Selected extract:

********

Sounds like she wants to play victim, and her happiness counts on you being miserable without her......ghost her


----------



## Confused66 (Oct 7, 2017)

Ghost her ? I started no contact today. Do you think she is doing this because she still has feelings for me ? I would be happy to know this. I think. Im so confused.


----------



## JBTX (May 4, 2017)

Lostinthought61 said:


> Sounds like she wants to play victim, and her happiness counts on you being miserable without her......ghost her




Exactly. Ghost her. You are paying a lawyer good money and since she is behaving badly, let the lawyer take care of it. Don't engage her with conversation about the divorce if she's going to behave that way. 

In the meantime, keep it light and cool with the new girl and don't get in too deep with her (easier said than done). Enjoy her company and don't be afraid to cut her loose if she starts acting like a crazy person. Because if she is seeing a guy who is separated, she might not be all there. I'm just saying. 



Sent from my iPhone using Tapatalk


----------



## Confused66 (Oct 7, 2017)

So my chances of ever getting her back are slim ? I was hoping she was jealous and still loved me .

Im not dating this girl, just go out and talk.


----------



## ABHale (Jan 3, 2016)

********

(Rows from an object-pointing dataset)
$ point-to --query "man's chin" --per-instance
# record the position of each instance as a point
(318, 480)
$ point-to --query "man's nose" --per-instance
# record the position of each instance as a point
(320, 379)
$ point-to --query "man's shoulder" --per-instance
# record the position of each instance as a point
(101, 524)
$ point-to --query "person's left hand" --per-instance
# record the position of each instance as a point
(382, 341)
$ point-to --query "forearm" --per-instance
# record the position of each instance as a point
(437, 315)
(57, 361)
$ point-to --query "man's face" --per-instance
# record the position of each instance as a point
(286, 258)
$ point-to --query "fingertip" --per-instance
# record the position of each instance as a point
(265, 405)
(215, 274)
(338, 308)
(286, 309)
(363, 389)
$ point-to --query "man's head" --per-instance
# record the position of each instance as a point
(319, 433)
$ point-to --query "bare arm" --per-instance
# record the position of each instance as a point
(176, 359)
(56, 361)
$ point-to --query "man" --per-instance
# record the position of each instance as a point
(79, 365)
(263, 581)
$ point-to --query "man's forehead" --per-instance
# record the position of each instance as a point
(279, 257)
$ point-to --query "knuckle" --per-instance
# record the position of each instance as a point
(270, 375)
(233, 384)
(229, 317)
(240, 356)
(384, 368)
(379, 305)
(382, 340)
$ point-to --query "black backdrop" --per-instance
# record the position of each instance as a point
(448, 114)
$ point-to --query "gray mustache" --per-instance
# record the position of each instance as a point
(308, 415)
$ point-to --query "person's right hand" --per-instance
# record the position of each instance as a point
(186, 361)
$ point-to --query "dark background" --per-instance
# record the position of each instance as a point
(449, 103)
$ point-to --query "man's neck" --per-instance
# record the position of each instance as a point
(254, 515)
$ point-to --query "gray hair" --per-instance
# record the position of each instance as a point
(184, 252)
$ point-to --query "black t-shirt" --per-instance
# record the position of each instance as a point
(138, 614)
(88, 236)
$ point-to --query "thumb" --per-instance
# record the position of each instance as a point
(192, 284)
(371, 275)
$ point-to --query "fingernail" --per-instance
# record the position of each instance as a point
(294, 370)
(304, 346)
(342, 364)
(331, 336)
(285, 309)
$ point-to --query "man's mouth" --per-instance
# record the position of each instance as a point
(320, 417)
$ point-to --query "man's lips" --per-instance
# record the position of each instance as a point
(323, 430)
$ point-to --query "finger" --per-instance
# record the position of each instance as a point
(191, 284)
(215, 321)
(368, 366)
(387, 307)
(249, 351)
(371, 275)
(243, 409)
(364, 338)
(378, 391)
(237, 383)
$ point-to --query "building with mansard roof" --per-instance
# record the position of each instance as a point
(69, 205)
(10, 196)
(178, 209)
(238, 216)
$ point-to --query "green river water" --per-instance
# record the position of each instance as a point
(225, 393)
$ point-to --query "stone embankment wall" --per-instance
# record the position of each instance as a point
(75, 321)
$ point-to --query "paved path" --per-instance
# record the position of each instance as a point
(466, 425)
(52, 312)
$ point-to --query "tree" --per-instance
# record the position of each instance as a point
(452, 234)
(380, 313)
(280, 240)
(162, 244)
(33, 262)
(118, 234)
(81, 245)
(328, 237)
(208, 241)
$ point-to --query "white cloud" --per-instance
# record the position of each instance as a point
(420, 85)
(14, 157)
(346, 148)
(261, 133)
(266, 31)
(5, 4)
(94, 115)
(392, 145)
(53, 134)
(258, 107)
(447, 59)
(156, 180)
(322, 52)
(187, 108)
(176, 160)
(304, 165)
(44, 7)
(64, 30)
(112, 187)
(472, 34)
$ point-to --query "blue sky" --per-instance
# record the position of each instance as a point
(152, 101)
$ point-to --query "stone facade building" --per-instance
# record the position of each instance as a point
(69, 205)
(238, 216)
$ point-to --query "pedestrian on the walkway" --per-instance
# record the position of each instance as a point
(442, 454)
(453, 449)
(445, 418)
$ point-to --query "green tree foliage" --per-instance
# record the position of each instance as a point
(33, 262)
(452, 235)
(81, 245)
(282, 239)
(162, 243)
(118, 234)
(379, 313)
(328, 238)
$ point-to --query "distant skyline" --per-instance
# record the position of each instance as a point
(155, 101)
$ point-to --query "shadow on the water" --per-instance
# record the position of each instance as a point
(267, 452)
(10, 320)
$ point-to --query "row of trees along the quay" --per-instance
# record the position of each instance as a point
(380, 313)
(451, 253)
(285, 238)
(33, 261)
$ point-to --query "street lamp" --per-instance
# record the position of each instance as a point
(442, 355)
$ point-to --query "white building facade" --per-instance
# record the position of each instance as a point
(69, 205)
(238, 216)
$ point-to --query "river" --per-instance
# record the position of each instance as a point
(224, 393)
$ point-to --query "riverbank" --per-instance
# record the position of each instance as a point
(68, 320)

********

Stated exercise:
Can you carry on the forum thread about going no contact during a divorce from the point where it stops? The listing has no connection to the forum thread about going no contact during a divorce.

Answer:
Confused66 said:


> Ghost her ? I started no contact today. Do you think she is doing this because she still has feelings for me ? I would be happy to know this. I think. Im so confused.


Best just to move on. 

If she went the route of we need to work on us, I would say you had a chance. Instead she went the route of banging a new guy. 

NC and she will sign one day.

She is upset that you are moving on. A lot of ex gf's and wives like holding their SO's under the thumb.


----------



## EleGirl (Dec 3, 2011)

It's very common for a person who leaves to get upset when the person they left starts to move on. 

My husband's wife had been cheating for at least 2 years and then living with another man for about a year when I met him. When she found out that we were dating, she got angry and made a lot of noise about him "moving on so quickly". 

When they leave, they often have a fantasy that you will suffer for the rest of your life for losing them. LOL

You made a mistake in telling her that you were seeing someone. Going out with a woman and talking it called dating. IT's the early part of dating. Then you made the mistake of telling her that you were having her served with divorce papers. 

She would be a fool to just sign divorce papers that were sent/served to her. She will most likely need to get a lawyer to review them and make any counter offer that she might have. If there is nothing to split then maybe there won't be a counter offer.

The court will give you a divorce after some period time whether she signs the divorce or not.


----------



## Confused66 (Oct 7, 2017)

Yeah we are a special case lol. Im Canadian and she is American. She moved back to the US and we have nothing to negotiate in the divorce. Since she left me and told me she is with another man, i know really there is no hope. I just figured i would pay to have the papers done up, she would be happy to get rid of me, but she just said that the new **** will not get to marry me, and this baffled me, because if she doesnt love me anymore and wants to move on, wouldnt she want to sign the papers ?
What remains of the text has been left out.